Source extract:
┄┄┄┄┄┄┄┄┄┄
Making Room for Impact
A De-implementation Guide for Educators
- Arran Hamilton - Group Director, Education, Cognition
- John Hattie - The University of Melbourne, Australia
- Dylan Wiliam - Emeritus Professor of Educational Assessment at University College London
Foreword by Lyn Sharratt
Dial back and make room for impact
With teacher and leader workloads and burnout at an all-time high, it’s time for de-implementation: de-prioritizing and deleting the less effective, higher-cost initiatives we implement in schools. De-implementation allows us to focus on practices that have more supporting evidence and a higher probability of positive impact on students, and at the same time gain much-needed work-life balance.
In this book, the internationally respected education experts and authors provide a clear four-stage process for winnowing down teaching and learning to high-effect practices. Informed by the latest research in learning, education, healthcare, and psychology, each step and tool is designed to move educators through the hard parts of letting go. Inside, you’ll find:
- Research that tells us the process of schooling is often over-engineered and that gives us permission to dial back, carefully
- A step-by-step process for deciding which initiatives are most effective—and how to let go of the ones that are not
- Useful tools, templates, and charts that educators can immediately use in their de-implementation work at school, in teaching teams, or at the system level
It’s time to get our lives back—without harming student learning. If we can collectively learn to let go and understand how to identify which initiatives are worthwhile, we’ll have more time for what truly matters.
"De-implementation, or the science and art of removing, reducing, re-engineering, or replacing existing practices, is a novel concept in education, but a very important one in a world in which the limits in constantly adding more to the workload of teachers and leaders are ever more apparent. In Making Room for Impact, an international dream-team of education researchers, Hamilton, Hattie, and William, have written a practical and user-friendly guide to exactly how we can go about de-implementing in our schools so we can make room not just for a better work-life balance, but also for better results for our students."
"This is a fascinating and compelling read from some of our most influential education specialists. The central purpose is to provide an evaluative framework for educators to use in determining areas of professional workload that take up considerable time without directly improving student outcomes. The process of de-implementing is explored in detail, advice about areas that might be contributing to workload are suggested, but ultimately, we are offered a powerful manual for change.
The idea that more is better is challenged. The notion that much of what goes on in schools may be led by busy-ness or even 'fake work' is set against a review process that privileges effectiveness and impact on learning. These arguments need to be rehearsed both within and beyond schools, optimizing teachers' time and core skills to achieve the greatest benefit for our students. Persuasively, global data shows that some systems appear to be doing less whilst achieving more—a lesson for us all."
┄┄┄┄┄┄┄┄┄┄
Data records
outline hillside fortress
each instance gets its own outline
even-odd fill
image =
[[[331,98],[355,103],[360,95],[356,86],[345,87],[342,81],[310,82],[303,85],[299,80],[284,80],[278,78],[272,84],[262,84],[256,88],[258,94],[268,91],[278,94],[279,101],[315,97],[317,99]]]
┄┄┄┄┄┄┄┄┄┄
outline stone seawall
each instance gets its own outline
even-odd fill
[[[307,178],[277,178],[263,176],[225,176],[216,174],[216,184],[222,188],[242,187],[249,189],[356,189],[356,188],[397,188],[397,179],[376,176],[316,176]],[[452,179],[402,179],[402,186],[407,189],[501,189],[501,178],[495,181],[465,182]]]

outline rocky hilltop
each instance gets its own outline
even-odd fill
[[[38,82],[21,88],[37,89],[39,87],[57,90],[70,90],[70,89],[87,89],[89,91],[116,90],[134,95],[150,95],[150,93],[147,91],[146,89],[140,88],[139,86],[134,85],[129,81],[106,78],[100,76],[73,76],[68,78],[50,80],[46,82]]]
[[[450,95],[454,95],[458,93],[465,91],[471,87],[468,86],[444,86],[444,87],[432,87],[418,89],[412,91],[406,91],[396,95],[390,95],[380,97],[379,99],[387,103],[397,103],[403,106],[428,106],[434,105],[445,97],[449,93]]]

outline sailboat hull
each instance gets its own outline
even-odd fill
┄┄┄┄┄┄┄┄┄┄
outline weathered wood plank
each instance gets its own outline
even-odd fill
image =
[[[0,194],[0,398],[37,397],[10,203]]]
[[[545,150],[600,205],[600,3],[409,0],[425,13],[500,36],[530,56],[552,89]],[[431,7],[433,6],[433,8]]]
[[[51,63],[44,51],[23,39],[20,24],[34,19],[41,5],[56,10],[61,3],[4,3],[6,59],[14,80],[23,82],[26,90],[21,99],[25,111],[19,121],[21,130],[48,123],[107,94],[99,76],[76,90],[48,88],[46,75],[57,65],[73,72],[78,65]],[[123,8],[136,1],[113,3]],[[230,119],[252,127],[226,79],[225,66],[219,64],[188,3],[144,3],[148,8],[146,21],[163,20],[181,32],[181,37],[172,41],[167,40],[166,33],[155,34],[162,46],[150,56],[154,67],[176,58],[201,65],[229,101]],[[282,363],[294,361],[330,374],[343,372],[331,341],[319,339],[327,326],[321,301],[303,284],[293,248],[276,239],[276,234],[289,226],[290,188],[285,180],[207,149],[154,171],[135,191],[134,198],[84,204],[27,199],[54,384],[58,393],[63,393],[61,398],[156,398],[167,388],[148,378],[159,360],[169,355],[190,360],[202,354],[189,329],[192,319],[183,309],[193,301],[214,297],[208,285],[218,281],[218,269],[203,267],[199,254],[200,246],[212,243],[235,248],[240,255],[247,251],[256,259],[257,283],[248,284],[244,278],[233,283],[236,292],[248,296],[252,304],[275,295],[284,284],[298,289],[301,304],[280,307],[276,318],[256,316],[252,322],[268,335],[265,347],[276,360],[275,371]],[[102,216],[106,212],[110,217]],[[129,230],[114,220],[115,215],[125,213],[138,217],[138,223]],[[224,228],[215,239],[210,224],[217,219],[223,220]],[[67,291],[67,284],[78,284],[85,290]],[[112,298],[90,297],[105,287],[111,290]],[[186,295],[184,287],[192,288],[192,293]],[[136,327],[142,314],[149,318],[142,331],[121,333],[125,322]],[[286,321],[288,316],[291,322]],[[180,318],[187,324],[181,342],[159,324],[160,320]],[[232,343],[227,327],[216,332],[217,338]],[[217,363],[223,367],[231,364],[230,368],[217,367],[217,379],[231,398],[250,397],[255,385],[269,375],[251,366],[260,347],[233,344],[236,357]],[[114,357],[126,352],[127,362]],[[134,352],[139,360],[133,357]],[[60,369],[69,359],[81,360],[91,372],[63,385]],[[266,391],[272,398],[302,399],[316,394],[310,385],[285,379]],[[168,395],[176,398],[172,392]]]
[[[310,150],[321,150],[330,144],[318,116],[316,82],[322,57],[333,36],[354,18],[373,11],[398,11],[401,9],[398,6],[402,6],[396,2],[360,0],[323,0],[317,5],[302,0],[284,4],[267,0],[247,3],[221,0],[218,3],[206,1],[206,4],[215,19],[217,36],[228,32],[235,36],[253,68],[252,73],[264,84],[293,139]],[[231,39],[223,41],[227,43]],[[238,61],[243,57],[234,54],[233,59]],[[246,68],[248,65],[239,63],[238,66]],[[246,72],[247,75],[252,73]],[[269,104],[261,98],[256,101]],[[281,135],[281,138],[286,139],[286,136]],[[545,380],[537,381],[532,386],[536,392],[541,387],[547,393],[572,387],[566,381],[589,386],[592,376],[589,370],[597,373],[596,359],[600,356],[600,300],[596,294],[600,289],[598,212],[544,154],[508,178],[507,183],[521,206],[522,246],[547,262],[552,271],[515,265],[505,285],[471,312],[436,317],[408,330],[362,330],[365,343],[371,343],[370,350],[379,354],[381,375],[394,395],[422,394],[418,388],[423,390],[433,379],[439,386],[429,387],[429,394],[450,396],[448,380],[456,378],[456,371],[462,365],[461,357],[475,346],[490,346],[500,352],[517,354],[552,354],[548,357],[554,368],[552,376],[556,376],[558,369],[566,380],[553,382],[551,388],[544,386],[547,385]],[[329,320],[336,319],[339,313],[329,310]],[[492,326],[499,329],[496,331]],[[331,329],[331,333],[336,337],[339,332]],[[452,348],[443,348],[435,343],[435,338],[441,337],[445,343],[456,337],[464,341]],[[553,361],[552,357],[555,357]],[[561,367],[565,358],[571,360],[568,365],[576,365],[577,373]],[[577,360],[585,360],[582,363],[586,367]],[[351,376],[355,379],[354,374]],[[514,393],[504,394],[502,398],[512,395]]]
┄┄┄┄┄┄┄┄┄┄
Directive A:
How many stages are in the process that the book description says the authors lay out?
Directive B:
Pick up the book description after its last sentence and keep writing.
You won't need the data for anything here.

Result A:
Four stages.

Result B:
"In this profoundly important book, Hamilton, Hattie, and Wiliam reveal why so many well-intentioned educational reforms fail and, more importantly, what we can do about it. Before you start your next initiative, take the authors’ words to heart and de-implement first. With practical step-by-step advice, the process guides educators and leaders through the essential steps to declutter their agendas and focus on the essentials. The impressive evidence in these pages makes clear that the fragmentation associated with an abundance of initiatives is the enemy of learning. Yet it is astonishingly difficult to avoid the sunk cost fallacy—fearing that we cannot de-implement projects in which we have invested time, money, and political capital. No matter how promising the new initiative, it will fail unless you either buy a 36-hour day or follow the advice in this book."
"One of the secrets of the highest-performing education systems is that they pursue fewer things at greater depth and avoid the mile-wide-inch deep implementation culture that often prevails elsewhere. But taking things away tends to be much harder in education than adding new things. Making Room for Impact shows it can be done and provides the research, tools, and guidance to make it happen."
"Making Room for Impact is a refreshingly original, timely, and beautifully crafted book. I'm certain the brilliantly conceived toolkit will energize educators around the world, empowering them to make the changes they need in order to take their schools forward by breaking the cycle of forever doing more and more and more.
The de-implementation model combines a rigorous and systematic conceptual framework, intellectually satisfying in its clarity and logic, with a grounded pragmatism rooted in the wisdom you only gain by spending a lot of time around busy teachers and leaders in the manic world of education.
Having personally experienced the struggles of running a complex school with an overloaded agenda, the ideas set out here resonate completely. It goes far beyond a simplistic 'less is more' mantra, providing an extremely thorough, practical guide that will help countless educators to regain balance, and get back on track, focusing their energies on the things that make the most difference."
"I cannot praise Making Room for Impact too highly. It took me 18 years as a headteacher to realize that the fewer things I asked colleagues to do, the better our school became. If you read this book—the follow up to Building to Impact—you won’t have to spend 18 years learning how and why to de-implement. The thing is, we can only use each hour of our lives once. That is why opportunity cost is the most important concept in the wider lives of people working in schools.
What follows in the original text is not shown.